What you should do
Reproduce the part of the commentary on Prime Minister's Questions starting at "The Outside the" and ending at "the news clips.".

Source extract
=-=-=
Andrew Gimson is out and about today, reporting for this site on the local elections – so we have no PMQs sketch. Instead, I’ll offer a snap take.
The Westminster Village view from Twitter is clearly that Keir Starmer won the exchanges, because he asked Boris Johnson a question that the latter wouldn’t answer: who paid initially for the Downing Street flat renovation?
Up to a point, this site lives in the Village, at least for part of the time, and is in no position to pronounce on behalf of the Britain beyond it – what’s sometimes called “outside the M25”.
Actually, there are far more people from inside the M25 who are also outside the Westminster Village than in it. But we’ll let the phrase stand – and let the opinion polls, for all their flaws, speak for all those outsiders.
The Outside the M25 view, as evidenced by those polls, finds the Conservatives on 43 per cent and Labour on 34 per cent. Most of that audience won’t have been watching PMQs and much of it won’t even see the news clips.
Our best guess is that a significant slice of those who saw it would believe either that Johnson was the winner, or that there was no winner at all – because they see the whole affair is a Westminster Village flapdoodle, and view the whole Village with disillusion and contempt.
Much of the Prime Minister’s response to Starmer was little more than an attempt to change the subject. But some viewers won’t have minded that – believing precisely that other subjects (such as Covid, jobs and healthcare) are more important.
We will report tomorrow on what Tory MPs are picking up on the doorstep, as next week’s national and local elections approach, and whether it collectively matches what the polls are saying or not.
=-=-=
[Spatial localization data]

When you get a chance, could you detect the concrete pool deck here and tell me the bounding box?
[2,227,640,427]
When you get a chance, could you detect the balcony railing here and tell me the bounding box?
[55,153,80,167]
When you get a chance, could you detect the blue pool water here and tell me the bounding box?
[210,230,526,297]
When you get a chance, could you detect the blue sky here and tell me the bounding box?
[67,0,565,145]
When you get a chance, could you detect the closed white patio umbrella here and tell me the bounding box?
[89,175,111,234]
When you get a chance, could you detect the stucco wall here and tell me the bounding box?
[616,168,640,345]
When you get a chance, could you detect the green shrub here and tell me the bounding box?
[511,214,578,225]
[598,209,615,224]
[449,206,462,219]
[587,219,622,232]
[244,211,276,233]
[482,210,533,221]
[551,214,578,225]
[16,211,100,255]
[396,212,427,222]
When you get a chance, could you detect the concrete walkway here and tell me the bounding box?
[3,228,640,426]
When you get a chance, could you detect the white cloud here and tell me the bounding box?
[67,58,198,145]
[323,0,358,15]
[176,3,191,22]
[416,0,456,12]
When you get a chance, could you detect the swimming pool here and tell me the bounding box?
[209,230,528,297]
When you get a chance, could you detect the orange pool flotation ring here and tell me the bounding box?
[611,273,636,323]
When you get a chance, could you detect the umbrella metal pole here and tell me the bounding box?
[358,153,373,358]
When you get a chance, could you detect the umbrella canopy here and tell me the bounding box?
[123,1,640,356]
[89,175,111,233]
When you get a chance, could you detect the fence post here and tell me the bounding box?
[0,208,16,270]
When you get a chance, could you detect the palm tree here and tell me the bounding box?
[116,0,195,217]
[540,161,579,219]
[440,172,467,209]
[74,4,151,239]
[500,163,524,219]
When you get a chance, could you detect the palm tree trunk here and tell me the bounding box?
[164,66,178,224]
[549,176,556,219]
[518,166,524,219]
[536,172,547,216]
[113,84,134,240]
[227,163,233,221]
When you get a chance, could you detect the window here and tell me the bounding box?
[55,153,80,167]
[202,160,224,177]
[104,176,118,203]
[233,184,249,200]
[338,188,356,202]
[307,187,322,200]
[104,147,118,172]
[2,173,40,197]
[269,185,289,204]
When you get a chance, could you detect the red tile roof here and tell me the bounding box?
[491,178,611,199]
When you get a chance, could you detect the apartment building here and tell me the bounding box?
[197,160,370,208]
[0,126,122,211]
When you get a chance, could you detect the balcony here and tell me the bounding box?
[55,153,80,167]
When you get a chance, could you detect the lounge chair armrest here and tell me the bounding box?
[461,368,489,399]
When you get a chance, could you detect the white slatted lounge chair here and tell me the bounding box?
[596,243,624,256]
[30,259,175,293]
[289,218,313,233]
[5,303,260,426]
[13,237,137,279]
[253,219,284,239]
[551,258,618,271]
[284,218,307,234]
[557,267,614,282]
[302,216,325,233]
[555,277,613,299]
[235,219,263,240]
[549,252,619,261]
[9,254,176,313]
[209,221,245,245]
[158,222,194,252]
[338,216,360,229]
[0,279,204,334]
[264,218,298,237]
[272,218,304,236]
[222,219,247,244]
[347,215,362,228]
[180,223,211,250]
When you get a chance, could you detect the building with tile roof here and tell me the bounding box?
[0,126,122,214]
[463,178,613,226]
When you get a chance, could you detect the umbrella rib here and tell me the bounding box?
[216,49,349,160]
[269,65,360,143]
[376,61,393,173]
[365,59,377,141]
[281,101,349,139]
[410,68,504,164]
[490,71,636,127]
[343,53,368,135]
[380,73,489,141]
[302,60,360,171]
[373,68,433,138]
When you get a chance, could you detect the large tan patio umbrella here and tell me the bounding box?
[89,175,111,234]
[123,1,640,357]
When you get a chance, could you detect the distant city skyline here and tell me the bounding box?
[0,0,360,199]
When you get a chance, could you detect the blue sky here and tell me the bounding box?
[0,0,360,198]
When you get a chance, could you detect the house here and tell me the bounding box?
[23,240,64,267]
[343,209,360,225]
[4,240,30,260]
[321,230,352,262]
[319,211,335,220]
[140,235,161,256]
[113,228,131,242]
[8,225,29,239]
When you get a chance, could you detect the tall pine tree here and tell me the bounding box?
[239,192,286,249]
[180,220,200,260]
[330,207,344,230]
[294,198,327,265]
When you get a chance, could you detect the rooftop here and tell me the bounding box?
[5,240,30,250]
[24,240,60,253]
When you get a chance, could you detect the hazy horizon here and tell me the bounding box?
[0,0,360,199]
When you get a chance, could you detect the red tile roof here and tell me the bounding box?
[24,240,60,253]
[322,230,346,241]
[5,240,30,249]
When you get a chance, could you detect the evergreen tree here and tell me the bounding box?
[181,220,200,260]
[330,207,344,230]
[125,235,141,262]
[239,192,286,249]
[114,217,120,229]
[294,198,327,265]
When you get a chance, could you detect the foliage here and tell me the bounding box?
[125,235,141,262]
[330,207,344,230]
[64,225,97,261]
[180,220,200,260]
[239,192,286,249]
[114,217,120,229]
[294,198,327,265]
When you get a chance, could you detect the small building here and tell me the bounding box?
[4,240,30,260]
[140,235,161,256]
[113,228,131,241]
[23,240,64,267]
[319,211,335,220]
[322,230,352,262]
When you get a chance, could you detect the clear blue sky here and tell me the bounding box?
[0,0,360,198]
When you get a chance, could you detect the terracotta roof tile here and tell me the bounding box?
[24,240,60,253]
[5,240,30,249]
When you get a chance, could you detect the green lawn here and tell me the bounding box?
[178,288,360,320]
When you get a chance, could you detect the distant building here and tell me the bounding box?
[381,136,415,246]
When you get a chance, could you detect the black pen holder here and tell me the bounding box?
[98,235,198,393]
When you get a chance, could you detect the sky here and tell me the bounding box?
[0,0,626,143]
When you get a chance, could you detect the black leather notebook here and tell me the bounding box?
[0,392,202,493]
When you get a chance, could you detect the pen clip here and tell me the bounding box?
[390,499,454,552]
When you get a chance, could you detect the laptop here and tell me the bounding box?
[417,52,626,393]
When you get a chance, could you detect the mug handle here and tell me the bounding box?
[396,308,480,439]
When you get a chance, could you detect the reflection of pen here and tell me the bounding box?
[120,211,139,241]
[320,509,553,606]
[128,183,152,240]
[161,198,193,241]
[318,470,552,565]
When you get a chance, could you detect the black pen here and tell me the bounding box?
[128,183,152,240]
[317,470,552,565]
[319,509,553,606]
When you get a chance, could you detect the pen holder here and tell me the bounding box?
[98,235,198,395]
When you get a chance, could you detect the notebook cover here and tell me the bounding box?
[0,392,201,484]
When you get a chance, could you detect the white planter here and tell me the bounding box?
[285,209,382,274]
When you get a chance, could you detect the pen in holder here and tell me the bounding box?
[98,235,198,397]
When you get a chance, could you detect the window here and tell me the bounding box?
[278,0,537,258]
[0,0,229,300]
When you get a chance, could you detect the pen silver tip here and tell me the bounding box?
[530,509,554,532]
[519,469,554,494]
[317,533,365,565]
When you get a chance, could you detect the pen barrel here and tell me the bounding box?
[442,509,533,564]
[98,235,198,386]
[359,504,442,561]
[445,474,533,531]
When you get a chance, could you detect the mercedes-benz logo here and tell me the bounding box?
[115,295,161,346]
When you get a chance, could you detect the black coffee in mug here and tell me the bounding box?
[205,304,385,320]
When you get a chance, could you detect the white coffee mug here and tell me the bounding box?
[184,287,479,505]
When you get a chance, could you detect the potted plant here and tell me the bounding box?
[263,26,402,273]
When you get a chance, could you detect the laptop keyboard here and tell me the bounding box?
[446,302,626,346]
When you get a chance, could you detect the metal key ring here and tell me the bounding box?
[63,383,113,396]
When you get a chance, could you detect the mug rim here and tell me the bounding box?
=-=-=
Worked solution
The Outside the M25 view, as evidenced by those polls, finds the Conservatives on 43 per cent and Labour on 34 per cent. Most of that audience won’t have been watching PMQs and much of it won’t even see the news clips.